Task goal: In the records below, locate the line containing "# point at: the winged", then output that line and all later lines exactly, through the last one.

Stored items

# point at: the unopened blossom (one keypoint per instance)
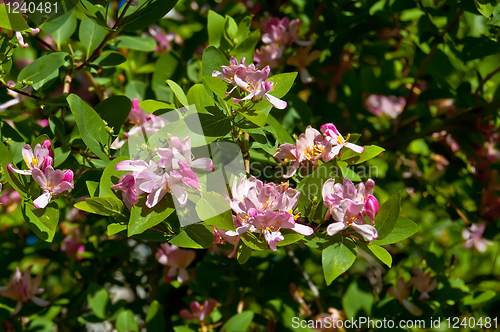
(310, 146)
(391, 106)
(164, 40)
(199, 312)
(73, 244)
(338, 141)
(34, 159)
(302, 59)
(474, 237)
(423, 283)
(53, 182)
(267, 55)
(346, 205)
(265, 208)
(250, 80)
(401, 291)
(177, 260)
(22, 290)
(329, 322)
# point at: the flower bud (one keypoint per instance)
(68, 175)
(371, 206)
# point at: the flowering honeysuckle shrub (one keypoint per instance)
(248, 166)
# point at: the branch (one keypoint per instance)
(423, 66)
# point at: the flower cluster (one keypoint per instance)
(171, 173)
(22, 290)
(265, 208)
(39, 163)
(312, 146)
(177, 260)
(250, 80)
(349, 206)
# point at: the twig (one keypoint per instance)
(314, 289)
(481, 84)
(423, 66)
(27, 94)
(47, 45)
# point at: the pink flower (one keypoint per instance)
(22, 290)
(338, 141)
(163, 39)
(177, 260)
(33, 159)
(265, 209)
(198, 311)
(53, 182)
(310, 146)
(424, 284)
(391, 106)
(401, 292)
(474, 237)
(347, 204)
(73, 244)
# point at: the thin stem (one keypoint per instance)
(423, 66)
(314, 289)
(27, 94)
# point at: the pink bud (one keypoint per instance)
(48, 144)
(49, 161)
(371, 206)
(68, 175)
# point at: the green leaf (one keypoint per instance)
(43, 222)
(12, 21)
(214, 210)
(215, 28)
(178, 92)
(143, 218)
(114, 110)
(43, 69)
(125, 322)
(98, 299)
(239, 322)
(154, 319)
(110, 59)
(244, 253)
(148, 14)
(382, 254)
(143, 44)
(212, 59)
(403, 229)
(116, 228)
(196, 236)
(104, 206)
(387, 216)
(91, 35)
(61, 28)
(353, 158)
(338, 257)
(90, 125)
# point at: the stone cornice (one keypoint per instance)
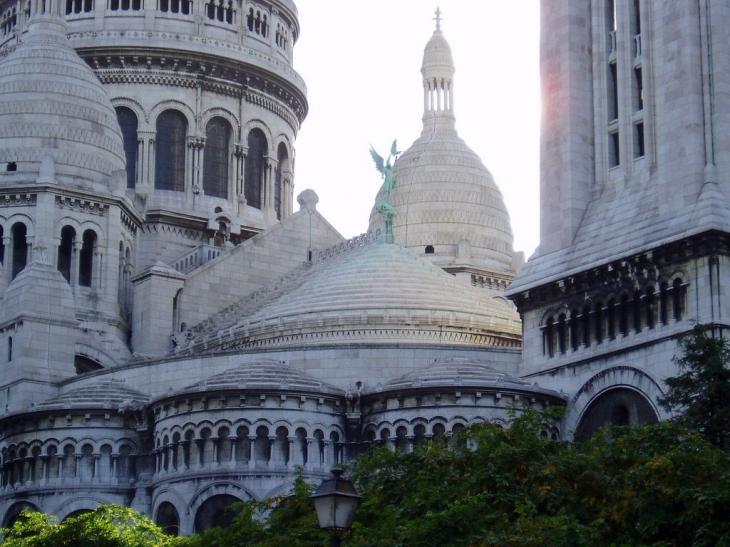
(177, 67)
(629, 271)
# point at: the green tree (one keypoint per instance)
(660, 485)
(107, 526)
(701, 392)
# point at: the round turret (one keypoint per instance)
(57, 121)
(447, 205)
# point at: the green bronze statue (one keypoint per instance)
(382, 202)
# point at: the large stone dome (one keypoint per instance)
(52, 105)
(446, 202)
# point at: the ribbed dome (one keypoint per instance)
(379, 293)
(52, 104)
(456, 371)
(444, 197)
(39, 289)
(105, 394)
(264, 374)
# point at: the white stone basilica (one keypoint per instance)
(175, 337)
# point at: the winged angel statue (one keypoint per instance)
(382, 202)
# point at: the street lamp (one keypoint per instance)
(335, 502)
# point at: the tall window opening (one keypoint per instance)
(128, 123)
(611, 15)
(86, 259)
(614, 152)
(639, 147)
(612, 92)
(215, 158)
(175, 6)
(255, 168)
(282, 167)
(20, 248)
(170, 151)
(639, 89)
(79, 6)
(65, 252)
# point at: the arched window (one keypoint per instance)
(255, 168)
(168, 518)
(20, 248)
(86, 260)
(170, 151)
(677, 299)
(128, 123)
(215, 158)
(562, 334)
(282, 167)
(65, 251)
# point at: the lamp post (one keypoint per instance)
(335, 502)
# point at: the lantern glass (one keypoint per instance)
(336, 502)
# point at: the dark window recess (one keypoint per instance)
(170, 151)
(215, 158)
(255, 168)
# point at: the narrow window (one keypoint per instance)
(215, 157)
(86, 259)
(255, 168)
(637, 305)
(614, 152)
(586, 324)
(623, 319)
(598, 319)
(639, 149)
(663, 303)
(20, 248)
(562, 334)
(677, 299)
(611, 15)
(611, 319)
(170, 151)
(639, 89)
(128, 123)
(612, 92)
(549, 338)
(65, 252)
(282, 167)
(574, 334)
(650, 308)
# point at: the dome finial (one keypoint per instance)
(438, 18)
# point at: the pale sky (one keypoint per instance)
(361, 61)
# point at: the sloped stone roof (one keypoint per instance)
(456, 371)
(603, 237)
(52, 104)
(263, 374)
(105, 394)
(378, 293)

Problem solution:
# point at: the winged angel statue (one keypoint per instance)
(382, 202)
# point at: the street lamp (one keypoint per instance)
(335, 502)
# point at: the tall window opening (one keypoint per instance)
(128, 123)
(611, 15)
(86, 259)
(614, 152)
(639, 147)
(612, 92)
(215, 158)
(175, 6)
(255, 168)
(282, 167)
(20, 248)
(170, 151)
(639, 89)
(79, 6)
(65, 252)
# point at: the arched window (one keypoint per instance)
(255, 168)
(168, 518)
(20, 248)
(86, 260)
(170, 151)
(677, 299)
(128, 123)
(215, 158)
(562, 334)
(282, 167)
(65, 251)
# point at: the lamp post (one keypoint per instance)
(335, 502)
# point at: the lantern glass (one keypoint per instance)
(336, 502)
# point at: the dark window recess (one keypoint per instance)
(170, 151)
(215, 158)
(255, 168)
# point at: the narrow window (one keypoint per instance)
(215, 157)
(86, 259)
(255, 168)
(637, 305)
(614, 152)
(586, 324)
(623, 319)
(598, 319)
(639, 149)
(663, 303)
(20, 248)
(562, 334)
(677, 299)
(611, 15)
(611, 319)
(170, 151)
(639, 89)
(128, 123)
(612, 92)
(549, 338)
(65, 252)
(282, 167)
(574, 334)
(650, 308)
# point at: the dome finial (one keypoint per instance)
(438, 18)
# point at: the pale sky (one keypoint per instance)
(361, 61)
# point at: the sloped stone roof (one keypoint per instance)
(456, 371)
(603, 237)
(52, 104)
(263, 374)
(105, 394)
(378, 293)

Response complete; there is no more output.